Request → Copy out every item below, substituting "Object" for each occurrence of "Target" and leaving everything else unchanged.

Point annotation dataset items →
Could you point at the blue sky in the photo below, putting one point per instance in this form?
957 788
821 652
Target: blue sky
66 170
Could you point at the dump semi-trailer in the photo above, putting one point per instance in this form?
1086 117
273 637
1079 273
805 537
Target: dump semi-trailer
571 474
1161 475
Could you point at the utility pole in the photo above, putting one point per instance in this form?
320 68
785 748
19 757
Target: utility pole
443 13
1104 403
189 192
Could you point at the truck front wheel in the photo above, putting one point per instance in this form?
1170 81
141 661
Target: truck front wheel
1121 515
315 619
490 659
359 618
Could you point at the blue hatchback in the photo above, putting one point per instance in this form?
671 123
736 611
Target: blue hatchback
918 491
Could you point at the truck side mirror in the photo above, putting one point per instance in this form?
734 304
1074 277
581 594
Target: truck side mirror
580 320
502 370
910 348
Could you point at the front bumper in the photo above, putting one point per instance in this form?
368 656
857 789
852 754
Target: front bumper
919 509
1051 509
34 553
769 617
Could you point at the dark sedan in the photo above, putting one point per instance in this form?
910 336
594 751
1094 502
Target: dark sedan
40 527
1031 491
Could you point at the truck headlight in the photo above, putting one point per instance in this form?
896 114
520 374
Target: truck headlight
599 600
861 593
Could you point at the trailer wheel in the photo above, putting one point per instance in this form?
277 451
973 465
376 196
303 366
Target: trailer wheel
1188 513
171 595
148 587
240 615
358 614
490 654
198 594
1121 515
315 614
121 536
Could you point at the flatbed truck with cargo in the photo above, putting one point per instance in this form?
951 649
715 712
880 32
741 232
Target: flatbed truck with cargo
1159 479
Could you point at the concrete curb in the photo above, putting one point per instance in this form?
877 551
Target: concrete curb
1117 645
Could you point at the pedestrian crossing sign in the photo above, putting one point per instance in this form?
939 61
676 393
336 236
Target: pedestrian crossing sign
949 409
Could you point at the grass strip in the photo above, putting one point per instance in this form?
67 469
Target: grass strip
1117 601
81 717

Task solution →
Could you point at the blue sky in the photo below, putting one point per instance in this form?
957 788
821 652
Object: blue sky
66 170
Could you point at the dump semi-trailer in the photo above, putting one point per instance in this form?
1086 117
273 637
1079 273
805 537
Object: dump semi-trailer
571 474
1161 475
Could you point at the utility pole in the photo above, putting one point per instance in this form?
320 68
785 748
19 757
Object: utility pole
443 13
1104 403
189 192
Could you point at the truck front wheel in the photo above, putting one point per instance in this form?
1170 81
141 661
Object: truck front wheel
1121 515
315 619
490 659
359 618
Could you point at the blue hatchback in the photo above, putting one point per instance in this form?
671 123
736 611
Object: blue hatchback
918 491
Could you point at the truck side mirror in the photo above, putting one point per instance in this form?
734 304
1074 277
581 594
Object: truck side mirror
580 320
502 370
910 348
Could you point at the front bumper in the photo above, putting one point per instance in this form?
368 656
857 789
852 754
Object: front bumper
919 509
1051 509
34 553
769 617
Could you point at the dark sedan in the photo above, putting one point per instance in this form?
910 336
594 751
1094 502
Object: dark sedan
40 527
1031 491
Could you point at the truck headlight in the photo above, putting one point per instance in this form?
896 114
520 374
Object: truck headlight
599 600
861 593
Could you point at the trailer wheel in the photo above, putting one point per instance in this form?
277 451
973 465
376 196
303 366
Object: trailer wheel
1188 513
171 595
148 587
240 615
358 614
490 654
198 594
1121 515
315 614
121 536
Could you point at the flatbed truck with cargo in the photo above, putting one point per instance in this form?
951 649
715 712
880 32
741 232
Object: flatbed truck with cargo
1159 479
Could you point at the concrete curb in the photo above, putting one point per instance in this form?
877 551
Object: concrete curb
1117 645
Could you point at the pedestrian crossing sign in the photo above, putting one point per instance in this form?
939 61
676 393
336 236
Object: pedestrian crossing sign
949 409
Could you point at the grass strip in the photo above, putting one point per instance in this form?
67 469
Object: grass strip
1117 601
81 717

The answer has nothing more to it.